__Document source__:
......

Une cuisine citoyenne

Philippe Gaspar

En effet, cette métropole regroupe tout à la fois des ruraux et une population urbaine dont une partie est issue de quartiers défavorisés, avec un niveau de formation peu élevé et des faibles revenus. « Notre mission, c’est de servir des repas sains à des gens qui ne sont pas favorisés, souligne Philippe Gaspar, nous sommes des restaurateurs hospitaliers et devons conjuguer au quotidien restauration et diététique ». Cela vous semble un lieu commun ? Pas tant que ça, car tous ici ont une formation en restauration et en diététique. « C’est d’autant plus nécessaire qu’au CHU nous avons affaire à des consommateurs aux profils très variés, de zéro à cent ans ! ».

Une cuisine citoyenne. C’est ainsi qu’est présenté le projet de cuisine centrale 3.0 de l’ISPPC : « Au départ l’idée semble très simple, convient Philippe Gaspar, servir des repas sains en utilisant des process semi-industriels sans leurs dérives, cuisiner et recuisiner ! ». Mais ce ne sera pas une mince affaire, car la production de cette cuisine du futur va largement dépasser l’enceinte du CHU : « En période scolaire nous servirons quotidiennement 25 000 repas, dont 6 000 pour le centre hospitalier universitaire ».

Analyse des matières premières, bio compris

© ISPPC

Autant dire que les ambitions de l’ISPPC sont énormes : « Notre cuisine va servir de laboratoire scientifique, souligne Philippe Gaspar, l’Université Libre de Bruxelles dirige les travaux de recherche, et son directeur du laboratoire de médecine expérimentale, le Professeur Karim Zouaoui, qui va diriger notre laboratoire, sera également le coordinateur scientifique du projet ». Même les produits estampillés “bio” vont passer sous son microscope, à la recherche de 66 molécules différentes de résidus de pesticides perturbateurs endocriniens.

« En effectuant des analyses très avancées, nous nous sommes rendu compte que même certains laits bio étaient contaminés par des résidus de pesticides, déplore-t-il, nous analysons les matières premières, mais nous allons jusqu’aux produits finis ». Et de prendre l’exemple des emballages : « Nos recherches effectuées en laboratoire ont permis de constater qu’il n’y avait pas de migration avec les barquettes et les films en polypropylène que nous utilisons ».

......

__Extraits du jeu de données__:

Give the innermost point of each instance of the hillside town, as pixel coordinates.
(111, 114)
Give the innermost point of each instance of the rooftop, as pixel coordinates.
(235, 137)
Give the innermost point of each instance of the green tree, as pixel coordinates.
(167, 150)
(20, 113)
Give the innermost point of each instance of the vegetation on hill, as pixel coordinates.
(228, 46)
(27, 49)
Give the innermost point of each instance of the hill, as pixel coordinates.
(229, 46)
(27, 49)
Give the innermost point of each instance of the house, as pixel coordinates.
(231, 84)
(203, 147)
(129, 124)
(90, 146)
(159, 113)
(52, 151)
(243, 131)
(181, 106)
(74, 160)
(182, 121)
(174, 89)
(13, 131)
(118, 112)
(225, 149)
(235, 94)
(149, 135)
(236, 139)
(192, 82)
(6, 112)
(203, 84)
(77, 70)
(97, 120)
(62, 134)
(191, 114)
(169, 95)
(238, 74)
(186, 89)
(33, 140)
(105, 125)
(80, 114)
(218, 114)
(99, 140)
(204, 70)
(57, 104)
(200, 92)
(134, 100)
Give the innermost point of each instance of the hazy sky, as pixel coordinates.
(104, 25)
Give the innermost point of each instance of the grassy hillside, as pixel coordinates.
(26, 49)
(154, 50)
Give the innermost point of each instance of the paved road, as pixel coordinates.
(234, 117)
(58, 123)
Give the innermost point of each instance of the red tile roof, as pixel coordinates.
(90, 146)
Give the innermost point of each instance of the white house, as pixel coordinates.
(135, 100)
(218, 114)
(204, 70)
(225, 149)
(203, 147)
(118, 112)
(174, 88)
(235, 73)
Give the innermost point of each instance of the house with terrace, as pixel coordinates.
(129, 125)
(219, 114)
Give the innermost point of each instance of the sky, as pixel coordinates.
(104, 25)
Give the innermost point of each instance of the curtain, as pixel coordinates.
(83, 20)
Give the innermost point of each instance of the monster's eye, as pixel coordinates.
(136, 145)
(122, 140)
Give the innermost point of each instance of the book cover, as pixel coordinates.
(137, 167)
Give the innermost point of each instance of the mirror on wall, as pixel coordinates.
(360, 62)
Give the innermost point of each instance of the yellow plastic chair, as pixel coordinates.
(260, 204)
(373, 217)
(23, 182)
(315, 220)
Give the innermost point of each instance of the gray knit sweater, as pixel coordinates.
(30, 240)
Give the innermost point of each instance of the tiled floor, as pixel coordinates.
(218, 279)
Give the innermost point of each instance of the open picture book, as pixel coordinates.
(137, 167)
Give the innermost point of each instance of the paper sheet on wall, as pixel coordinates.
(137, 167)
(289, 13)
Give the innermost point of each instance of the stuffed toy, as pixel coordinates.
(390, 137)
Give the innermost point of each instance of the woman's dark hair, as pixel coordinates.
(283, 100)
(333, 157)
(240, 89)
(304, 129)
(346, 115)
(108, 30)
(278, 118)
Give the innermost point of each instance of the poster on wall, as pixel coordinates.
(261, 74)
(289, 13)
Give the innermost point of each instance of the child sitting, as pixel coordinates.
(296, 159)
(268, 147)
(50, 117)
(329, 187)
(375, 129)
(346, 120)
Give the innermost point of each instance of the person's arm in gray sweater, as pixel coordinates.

......

__Tâches à réaliser__:
(a) D'après le document source, pourquoi le projet de cuisine centrale 3.0 ne sera-t-il pas une mince affaire ? Répondez en une à trois phrases.
(b) Selon le document source, combien de molécules différentes de résidus de pesticides perturbateurs endocriniens seront recherchées dans les produits ?
(c) Remplacez « coordinateur scientifique » par « responsable scientifique » dans le passage du document source qui va de « Analyse des matières » jusqu'à « pesticides perturbateurs endocriniens. » inclus, puis donnez ce passage.
Les entrées proviennent d'une autre source que le document source.

__Résultats__:
(a) Le projet ne sera pas une mince affaire parce que la production de cette cuisine va largement dépasser l'enceinte du CHU. En période scolaire, elle servira quotidiennement 25 000 repas, dont 6 000 pour le centre hospitalier universitaire.

(b) 66 molécules différentes.

(c)
Analyse des matières premières, bio compris

© ISPPC

Autant dire que les ambitions de l’ISPPC sont énormes : « Notre cuisine va servir de laboratoire scientifique, souligne Philippe Gaspar, l’Université Libre de Bruxelles dirige les travaux de recherche, et son directeur du laboratoire de médecine expérimentale, le Professeur Karim Zouaoui, qui va diriger notre laboratoire, sera également le responsable scientifique du projet ». Même les produits estampillés “bio” vont passer sous son microscope, à la recherche de 66 molécules différentes de résidus de pesticides perturbateurs endocriniens.